_EXERCISE INSTRUCTIONS_
Please express these lines as a JSON list of strings, one string per line, leaving out blank lines.

_RECORDS FOR THIS TASK_
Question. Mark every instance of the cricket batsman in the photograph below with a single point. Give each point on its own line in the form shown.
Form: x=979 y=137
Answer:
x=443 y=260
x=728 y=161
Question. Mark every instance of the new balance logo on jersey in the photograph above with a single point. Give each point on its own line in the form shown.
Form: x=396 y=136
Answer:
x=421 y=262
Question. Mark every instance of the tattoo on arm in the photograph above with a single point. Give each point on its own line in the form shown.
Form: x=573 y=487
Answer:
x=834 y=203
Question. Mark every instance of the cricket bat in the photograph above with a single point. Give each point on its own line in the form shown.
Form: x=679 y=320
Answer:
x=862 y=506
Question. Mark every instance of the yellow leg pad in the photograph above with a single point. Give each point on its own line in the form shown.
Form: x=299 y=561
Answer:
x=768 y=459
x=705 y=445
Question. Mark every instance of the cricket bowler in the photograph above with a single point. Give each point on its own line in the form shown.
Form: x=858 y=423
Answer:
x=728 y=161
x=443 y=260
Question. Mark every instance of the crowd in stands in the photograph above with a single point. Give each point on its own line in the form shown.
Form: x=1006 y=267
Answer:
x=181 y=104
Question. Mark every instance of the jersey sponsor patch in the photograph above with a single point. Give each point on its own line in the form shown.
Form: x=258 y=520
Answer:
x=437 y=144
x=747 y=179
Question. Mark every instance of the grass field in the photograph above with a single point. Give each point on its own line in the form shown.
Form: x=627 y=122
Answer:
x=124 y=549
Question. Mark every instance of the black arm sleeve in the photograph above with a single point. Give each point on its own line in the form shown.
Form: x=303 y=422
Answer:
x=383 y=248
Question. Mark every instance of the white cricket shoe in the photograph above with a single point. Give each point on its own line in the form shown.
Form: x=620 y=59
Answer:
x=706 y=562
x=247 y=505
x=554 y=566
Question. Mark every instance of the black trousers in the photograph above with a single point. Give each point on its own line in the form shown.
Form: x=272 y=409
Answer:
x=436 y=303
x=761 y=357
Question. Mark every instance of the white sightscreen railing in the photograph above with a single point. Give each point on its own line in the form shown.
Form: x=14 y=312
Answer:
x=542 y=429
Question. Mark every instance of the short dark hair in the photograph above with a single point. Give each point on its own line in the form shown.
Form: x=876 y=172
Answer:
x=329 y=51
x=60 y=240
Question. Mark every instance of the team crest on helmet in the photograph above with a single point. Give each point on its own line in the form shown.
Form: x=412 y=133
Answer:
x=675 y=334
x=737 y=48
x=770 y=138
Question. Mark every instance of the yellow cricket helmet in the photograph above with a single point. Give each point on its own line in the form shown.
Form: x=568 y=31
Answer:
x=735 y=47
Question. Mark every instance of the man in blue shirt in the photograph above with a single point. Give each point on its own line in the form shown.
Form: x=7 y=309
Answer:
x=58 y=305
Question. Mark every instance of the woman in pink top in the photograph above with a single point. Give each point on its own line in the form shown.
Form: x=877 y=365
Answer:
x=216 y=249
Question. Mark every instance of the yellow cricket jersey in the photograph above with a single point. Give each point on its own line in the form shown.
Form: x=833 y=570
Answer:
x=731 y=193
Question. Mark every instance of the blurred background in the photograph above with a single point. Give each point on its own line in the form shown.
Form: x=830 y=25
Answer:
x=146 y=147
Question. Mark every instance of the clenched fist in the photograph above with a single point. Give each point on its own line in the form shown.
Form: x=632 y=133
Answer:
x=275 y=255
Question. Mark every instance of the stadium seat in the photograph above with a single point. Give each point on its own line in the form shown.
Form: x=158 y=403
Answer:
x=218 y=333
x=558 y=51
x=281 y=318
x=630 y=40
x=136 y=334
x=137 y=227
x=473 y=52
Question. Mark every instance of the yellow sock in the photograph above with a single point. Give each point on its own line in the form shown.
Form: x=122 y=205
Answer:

_OUTPUT_
[
  "Question. Mark every instance of the cricket batsman in the photograph below with a single point. Give each point on its own line in the form shown.",
  "Form: x=979 y=137",
  "Answer:",
  "x=443 y=260",
  "x=728 y=161",
  "Question. Mark every instance of the new balance logo on jersey in the photograph above with a single point. Give each point on its own line in the form shown.",
  "Form: x=396 y=136",
  "Answer:",
  "x=421 y=262",
  "Question. Mark every instance of the tattoo on arm in the photograph above with a single point. Give each point on its own line in the form shown.",
  "Form: x=573 y=487",
  "Answer:",
  "x=834 y=203",
  "Question. Mark every instance of the cricket bat in the photograph above with a single point. Give each point on its own line in the form shown.",
  "Form: x=679 y=320",
  "Answer:",
  "x=862 y=506",
  "Question. Mark every instance of the yellow leg pad in the photograph above with a single point. Give each point on its own line in the form shown.",
  "Form: x=299 y=561",
  "Answer:",
  "x=768 y=459",
  "x=705 y=445",
  "Question. Mark every instance of the cricket bowler in the photograph above with a single point. Give each point on its own line in the form shown.",
  "Form: x=858 y=423",
  "Answer:",
  "x=728 y=161",
  "x=443 y=260",
  "Question. Mark every instance of the crowd in stands in the photograph above with a single point. Give each point on its own line in the form shown.",
  "Form: x=1006 y=267",
  "Answer:",
  "x=181 y=104",
  "Question. Mark every instance of the jersey sponsor patch in the photograph above with a single point. Give each point on its own line in the form shown.",
  "Form: x=258 y=520",
  "Answer:",
  "x=437 y=144",
  "x=747 y=179",
  "Question. Mark every instance of the grass field in the photograph above with a single point. Give each point on its own line in the form shown.",
  "Form: x=627 y=122",
  "Answer:",
  "x=124 y=549",
  "Question. Mark every instance of the black arm sleeve in the photograph above with a single point. Give each point on its own line in the form shown.",
  "Form: x=303 y=422",
  "Answer:",
  "x=383 y=248",
  "Question. Mark every instance of the white cricket shoe in the photograph above with a single point. Give each point on its own line in the form shown.",
  "Form: x=620 y=59",
  "Answer:",
  "x=706 y=562",
  "x=247 y=505",
  "x=554 y=566",
  "Question. Mark every instance of the black trousers in the photograph above with a single point. Give each point on its own line in the form shown.",
  "Form: x=272 y=409",
  "Answer:",
  "x=436 y=303",
  "x=761 y=357",
  "Question. Mark every instance of the white sightscreen railing in the photograph above with a single point. Give each point on its own line in the form shown.",
  "Form: x=14 y=312",
  "Answer:",
  "x=542 y=429",
  "Question. Mark every instance of the short dark hair in the photograph above with a single point. Give each point on its own line in the form shown.",
  "Form: x=876 y=172",
  "Answer:",
  "x=329 y=51",
  "x=60 y=240",
  "Question. Mark every instance of the team crest on helmet in the photograph above with a single point. Give each point on its own line in the form shown.",
  "Form: x=412 y=133",
  "Answer:",
  "x=675 y=334",
  "x=737 y=48",
  "x=770 y=138",
  "Question. Mark every instance of the yellow cricket helmet in the photograph above with a single point. Give each point on its own line in the form shown.",
  "Form: x=568 y=31",
  "Answer:",
  "x=735 y=47",
  "Question. Mark every instance of the man in blue shirt in the photograph above with a single point. Give each point on its own line in the form shown.",
  "Form: x=7 y=309",
  "Answer:",
  "x=58 y=305",
  "Question. Mark every instance of the woman in pink top in the photograph above with a single point. Give each point on its own line in the form shown.",
  "Form: x=877 y=365",
  "Answer:",
  "x=216 y=249",
  "Question. Mark every instance of the yellow cricket jersey in the photograph above with a single point. Give each point on its own line in the form shown.",
  "Form: x=833 y=570",
  "Answer:",
  "x=731 y=193",
  "Question. Mark every instance of the blurred background in the photograph above with a single point. Give each point on its own line in the form shown.",
  "Form: x=830 y=25",
  "Answer:",
  "x=146 y=147",
  "Question. Mark every instance of the clenched fist in the photograph above with a single point. Give each point on its own line in the form shown.",
  "Form: x=632 y=133",
  "Answer:",
  "x=275 y=255",
  "Question. Mark every instance of the stadium seat in the photograph above with a single point. Give each point on its own line in the form shown.",
  "Form: x=158 y=403",
  "Answer:",
  "x=218 y=333",
  "x=558 y=51",
  "x=281 y=318",
  "x=630 y=40",
  "x=136 y=334",
  "x=137 y=227",
  "x=473 y=52",
  "Question. Mark every instance of the yellow sock in the photograph above with a single point. Give each point on its own line in the form shown.",
  "Form: x=122 y=205",
  "Answer:"
]